### Task instructions
Return the whole listing, keeping every character the same.

### Dataset
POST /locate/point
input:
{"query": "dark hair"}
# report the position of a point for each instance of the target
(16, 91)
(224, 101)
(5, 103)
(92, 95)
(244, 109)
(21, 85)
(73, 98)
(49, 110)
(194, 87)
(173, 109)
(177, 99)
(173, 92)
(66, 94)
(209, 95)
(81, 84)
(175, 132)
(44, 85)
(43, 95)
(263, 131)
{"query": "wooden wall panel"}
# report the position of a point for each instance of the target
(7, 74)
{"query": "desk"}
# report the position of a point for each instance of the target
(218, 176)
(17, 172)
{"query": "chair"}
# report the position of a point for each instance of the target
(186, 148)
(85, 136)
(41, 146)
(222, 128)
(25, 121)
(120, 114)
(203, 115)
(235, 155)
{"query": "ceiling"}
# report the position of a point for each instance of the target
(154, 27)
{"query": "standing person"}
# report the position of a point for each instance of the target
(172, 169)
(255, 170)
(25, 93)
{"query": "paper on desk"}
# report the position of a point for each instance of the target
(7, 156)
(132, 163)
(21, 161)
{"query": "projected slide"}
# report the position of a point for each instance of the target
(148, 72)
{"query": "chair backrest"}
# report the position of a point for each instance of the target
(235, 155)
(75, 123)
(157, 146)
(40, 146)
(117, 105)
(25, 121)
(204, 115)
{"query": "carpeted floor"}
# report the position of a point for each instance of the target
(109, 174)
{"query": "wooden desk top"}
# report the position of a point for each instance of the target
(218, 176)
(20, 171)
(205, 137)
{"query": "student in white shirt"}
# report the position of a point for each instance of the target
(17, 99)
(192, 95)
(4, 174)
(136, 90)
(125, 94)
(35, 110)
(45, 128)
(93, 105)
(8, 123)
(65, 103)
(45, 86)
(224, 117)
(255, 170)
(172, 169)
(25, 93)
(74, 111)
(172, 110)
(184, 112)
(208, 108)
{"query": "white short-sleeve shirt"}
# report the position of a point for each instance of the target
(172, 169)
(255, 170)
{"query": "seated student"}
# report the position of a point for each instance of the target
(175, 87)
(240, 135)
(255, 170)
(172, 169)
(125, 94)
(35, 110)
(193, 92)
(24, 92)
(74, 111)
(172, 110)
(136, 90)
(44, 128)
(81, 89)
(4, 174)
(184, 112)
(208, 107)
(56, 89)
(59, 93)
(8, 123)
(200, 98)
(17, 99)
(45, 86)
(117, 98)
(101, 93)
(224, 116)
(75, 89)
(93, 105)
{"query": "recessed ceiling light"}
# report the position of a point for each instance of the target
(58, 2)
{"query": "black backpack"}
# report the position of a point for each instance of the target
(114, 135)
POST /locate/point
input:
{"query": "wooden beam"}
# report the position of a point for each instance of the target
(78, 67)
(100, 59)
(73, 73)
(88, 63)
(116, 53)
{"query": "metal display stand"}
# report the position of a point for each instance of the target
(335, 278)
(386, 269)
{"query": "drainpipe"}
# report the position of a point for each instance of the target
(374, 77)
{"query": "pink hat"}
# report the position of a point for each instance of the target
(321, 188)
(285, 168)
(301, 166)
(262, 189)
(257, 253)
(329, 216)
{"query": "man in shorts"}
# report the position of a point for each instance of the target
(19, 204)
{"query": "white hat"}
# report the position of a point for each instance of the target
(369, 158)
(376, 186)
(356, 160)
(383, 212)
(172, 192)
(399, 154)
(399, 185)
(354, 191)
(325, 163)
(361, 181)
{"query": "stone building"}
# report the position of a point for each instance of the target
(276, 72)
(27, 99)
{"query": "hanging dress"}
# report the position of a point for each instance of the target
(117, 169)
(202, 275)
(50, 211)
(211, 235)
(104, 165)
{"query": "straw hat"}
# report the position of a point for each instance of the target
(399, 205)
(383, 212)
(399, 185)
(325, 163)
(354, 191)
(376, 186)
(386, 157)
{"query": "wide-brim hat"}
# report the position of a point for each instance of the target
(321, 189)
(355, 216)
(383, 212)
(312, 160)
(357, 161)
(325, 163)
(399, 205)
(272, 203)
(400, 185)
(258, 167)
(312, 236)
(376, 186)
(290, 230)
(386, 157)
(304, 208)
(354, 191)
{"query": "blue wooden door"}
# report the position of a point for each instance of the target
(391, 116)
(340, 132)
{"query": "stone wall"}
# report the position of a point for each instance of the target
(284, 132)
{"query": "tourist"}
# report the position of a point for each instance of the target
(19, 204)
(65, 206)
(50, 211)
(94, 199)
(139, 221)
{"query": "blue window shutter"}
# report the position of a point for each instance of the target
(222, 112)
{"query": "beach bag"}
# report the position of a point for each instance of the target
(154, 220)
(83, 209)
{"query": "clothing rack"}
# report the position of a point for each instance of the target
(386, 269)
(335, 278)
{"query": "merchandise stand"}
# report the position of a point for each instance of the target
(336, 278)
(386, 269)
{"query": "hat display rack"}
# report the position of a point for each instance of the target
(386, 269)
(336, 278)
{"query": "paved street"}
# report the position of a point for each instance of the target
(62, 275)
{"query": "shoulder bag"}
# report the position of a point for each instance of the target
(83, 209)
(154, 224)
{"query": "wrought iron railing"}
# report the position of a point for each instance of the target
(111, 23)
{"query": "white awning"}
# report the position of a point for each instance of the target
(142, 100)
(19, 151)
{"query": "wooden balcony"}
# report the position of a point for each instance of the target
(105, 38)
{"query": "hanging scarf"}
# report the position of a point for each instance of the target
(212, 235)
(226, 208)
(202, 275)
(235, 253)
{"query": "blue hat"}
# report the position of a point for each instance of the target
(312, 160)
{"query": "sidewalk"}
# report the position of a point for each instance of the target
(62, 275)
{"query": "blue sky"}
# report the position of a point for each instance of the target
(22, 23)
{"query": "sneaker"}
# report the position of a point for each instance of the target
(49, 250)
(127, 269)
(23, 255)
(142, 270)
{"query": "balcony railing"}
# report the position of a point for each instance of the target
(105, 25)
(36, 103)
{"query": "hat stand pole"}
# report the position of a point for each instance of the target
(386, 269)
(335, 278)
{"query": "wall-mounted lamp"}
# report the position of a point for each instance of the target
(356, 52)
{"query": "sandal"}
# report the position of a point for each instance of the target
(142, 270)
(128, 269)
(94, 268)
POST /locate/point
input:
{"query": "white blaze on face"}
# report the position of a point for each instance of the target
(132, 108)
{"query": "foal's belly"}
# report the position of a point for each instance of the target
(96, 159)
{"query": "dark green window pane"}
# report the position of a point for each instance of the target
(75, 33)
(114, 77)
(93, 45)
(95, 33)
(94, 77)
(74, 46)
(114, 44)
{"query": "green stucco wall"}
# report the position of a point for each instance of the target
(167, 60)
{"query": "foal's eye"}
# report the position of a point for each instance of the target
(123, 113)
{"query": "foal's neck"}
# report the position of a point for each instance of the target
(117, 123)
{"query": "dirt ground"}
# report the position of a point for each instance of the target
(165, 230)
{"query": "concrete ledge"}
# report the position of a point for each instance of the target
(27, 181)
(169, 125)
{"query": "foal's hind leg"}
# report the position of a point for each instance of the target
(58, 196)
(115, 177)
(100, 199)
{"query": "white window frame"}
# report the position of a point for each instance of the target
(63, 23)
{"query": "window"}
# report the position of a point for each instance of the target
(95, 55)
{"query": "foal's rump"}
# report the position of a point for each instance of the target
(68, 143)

### Problem solution
POST /locate/point
input:
{"query": "dark hair"}
# report the position of a point for each instance of the target
(16, 91)
(224, 101)
(5, 103)
(92, 95)
(244, 109)
(21, 85)
(73, 98)
(49, 110)
(194, 87)
(173, 109)
(177, 99)
(173, 92)
(66, 94)
(209, 95)
(81, 84)
(175, 132)
(44, 85)
(43, 95)
(263, 131)
{"query": "wooden wall panel"}
# report the position of a point for each instance of the target
(7, 74)
{"query": "desk"}
# report the position of a point for each instance of the target
(218, 176)
(17, 172)
{"query": "chair"}
# report the position of a point for each instance of the target
(186, 148)
(85, 136)
(41, 146)
(222, 128)
(25, 121)
(120, 114)
(203, 115)
(235, 155)
{"query": "ceiling"}
# report the position of a point for each instance of the target
(154, 27)
{"query": "standing person"}
# report the position of a point for each instance of the target
(172, 169)
(255, 170)
(25, 93)
{"query": "paper on desk"}
# report the position of a point for each instance of the target
(7, 156)
(132, 163)
(21, 161)
{"query": "projected slide"}
# report the position of a point for each instance of the target
(148, 72)
{"query": "chair backrest"}
# report the position of a point for each instance of the target
(235, 155)
(75, 123)
(157, 146)
(40, 146)
(117, 105)
(25, 121)
(204, 115)
{"query": "carpeted floor"}
# report the position of a point for each instance of the target
(109, 174)
{"query": "wooden desk top"}
# report the position of a point for each instance of the target
(218, 176)
(20, 171)
(205, 137)
{"query": "student in white shirt"}
# report the position of a point for each instance of the target
(17, 99)
(192, 95)
(4, 174)
(136, 90)
(125, 94)
(35, 110)
(45, 128)
(93, 105)
(8, 123)
(65, 103)
(45, 86)
(224, 117)
(255, 170)
(172, 169)
(25, 93)
(74, 111)
(172, 110)
(184, 112)
(208, 108)
{"query": "white short-sleeve shirt"}
# report the position of a point for each instance of the target
(172, 169)
(255, 170)
{"query": "seated student"}
# report the position of a point for each instance of the target
(175, 87)
(240, 135)
(255, 170)
(172, 169)
(125, 94)
(35, 110)
(193, 92)
(24, 92)
(74, 111)
(172, 110)
(136, 90)
(44, 128)
(81, 89)
(4, 174)
(184, 112)
(208, 107)
(56, 89)
(59, 93)
(8, 123)
(200, 98)
(17, 99)
(45, 86)
(117, 98)
(101, 93)
(224, 116)
(75, 89)
(93, 105)
{"query": "recessed ceiling light"}
# report the position of a point for each instance of the target
(58, 2)
{"query": "black backpack"}
# report the position of a point for each instance of the target
(114, 135)
POST /locate/point
input:
{"query": "wooden beam"}
# report the position of a point for each instance of the target
(78, 67)
(100, 59)
(73, 73)
(88, 63)
(116, 53)
{"query": "metal display stand"}
# report the position of a point for each instance of the target
(335, 278)
(386, 269)
{"query": "drainpipe"}
# report the position of a point for each instance of the target
(374, 77)
{"query": "pink hat"}
# report the position of a point for each instance of the target
(321, 188)
(285, 168)
(301, 166)
(262, 189)
(257, 253)
(329, 216)
{"query": "man in shorts"}
# report the position of a point for each instance of the target
(19, 204)
{"query": "white hat"}
# report the position of a point for each instance of the target
(369, 158)
(376, 186)
(356, 160)
(383, 212)
(172, 192)
(399, 154)
(399, 185)
(354, 191)
(325, 163)
(361, 181)
{"query": "stone building"}
# report the position of a point for each instance of the target
(276, 72)
(27, 99)
{"query": "hanging dress"}
# report the position of a point for each instance of the target
(117, 169)
(202, 275)
(50, 211)
(211, 235)
(104, 165)
{"query": "straw hat"}
# report the position of a point for each instance of the target
(399, 205)
(383, 212)
(399, 185)
(325, 163)
(354, 191)
(376, 186)
(386, 157)
{"query": "wide-brim hat"}
# report the position of a point for each instance of the target
(321, 189)
(355, 216)
(383, 212)
(312, 160)
(357, 161)
(325, 163)
(399, 205)
(272, 203)
(400, 185)
(258, 167)
(312, 236)
(376, 186)
(290, 230)
(386, 157)
(304, 208)
(354, 191)
{"query": "blue wooden door"}
# report the position of a point for each instance of the target
(391, 116)
(340, 132)
{"query": "stone wall"}
# report the position of a point for each instance of the target
(284, 132)
{"query": "tourist"}
# report the position of a point for each instance of the target
(19, 204)
(65, 206)
(50, 211)
(94, 199)
(139, 221)
{"query": "blue window shutter"}
# report the position of a point for each instance of the target
(222, 112)
{"query": "beach bag"}
# report the position of a point for each instance of the target
(154, 220)
(83, 209)
{"query": "clothing rack"}
# report the position of a point for each instance of the target
(386, 269)
(335, 278)
{"query": "merchandise stand"}
# report the position of a point for each instance of the target
(336, 278)
(386, 269)
{"query": "hat display rack"}
# report the position of a point for each instance of the target
(386, 269)
(336, 278)
{"query": "paved street"}
# report the position of a point for each instance of the target
(62, 275)
{"query": "shoulder bag"}
# report the position of a point for each instance of the target
(83, 209)
(154, 224)
{"query": "wrought iron railing"}
# report the position of a point for each instance of the target
(111, 23)
{"query": "white awning"}
# report the position of a point for each instance of the target
(142, 100)
(19, 151)
{"query": "wooden balcony"}
# report the position of a point for each instance of the target
(105, 38)
{"query": "hanging scarf"}
# report the position of a point for each instance of the target
(212, 235)
(226, 208)
(202, 275)
(235, 253)
{"query": "blue hat"}
# report the position of a point for each instance of the target
(312, 160)
{"query": "sidewalk"}
# report the position of a point for each instance of the target
(62, 275)
{"query": "blue sky"}
# report the position of a point for each instance of the target
(22, 23)
{"query": "sneaker"}
# report the position of a point for each instance of the target
(49, 250)
(127, 269)
(23, 255)
(142, 270)
{"query": "balcony railing"}
# report the position of a point for each instance of the target
(105, 25)
(36, 103)
{"query": "hat stand pole"}
# report the position of a point for each instance of the target
(386, 269)
(335, 278)
{"query": "wall-mounted lamp"}
# report the position of a point for each instance of the target
(356, 52)
{"query": "sandal"}
# report the position of a point for each instance of the target
(142, 270)
(128, 269)
(94, 268)
POST /locate/point
input:
{"query": "white blaze on face"}
# report the position of a point for each instance of the target
(132, 108)
{"query": "foal's belly"}
# report the position of a point for each instance of the target
(96, 159)
{"query": "dark green window pane"}
# report the position of a point for each instance of the target
(75, 33)
(114, 77)
(93, 45)
(95, 33)
(94, 77)
(74, 46)
(114, 44)
{"query": "green stucco wall"}
# report the position of a point for each instance of the target
(167, 60)
{"query": "foal's eye"}
# report the position of a point for each instance of the target
(123, 113)
{"query": "foal's neck"}
# report the position of a point for each instance of the target
(117, 123)
{"query": "dirt ground"}
# report the position of a point for each instance of the target
(165, 230)
{"query": "concrete ledge"}
# report the position of a point for each instance of the target
(27, 181)
(169, 125)
{"query": "foal's hind leg"}
# report the position of a point for each instance of the target
(58, 196)
(115, 177)
(100, 199)
{"query": "white window frame"}
# report the position of a point for each instance of the target
(63, 23)
{"query": "window"}
# report the position of a point for each instance of the target
(95, 55)
{"query": "foal's rump"}
# report the position of a point for each instance of the target
(68, 143)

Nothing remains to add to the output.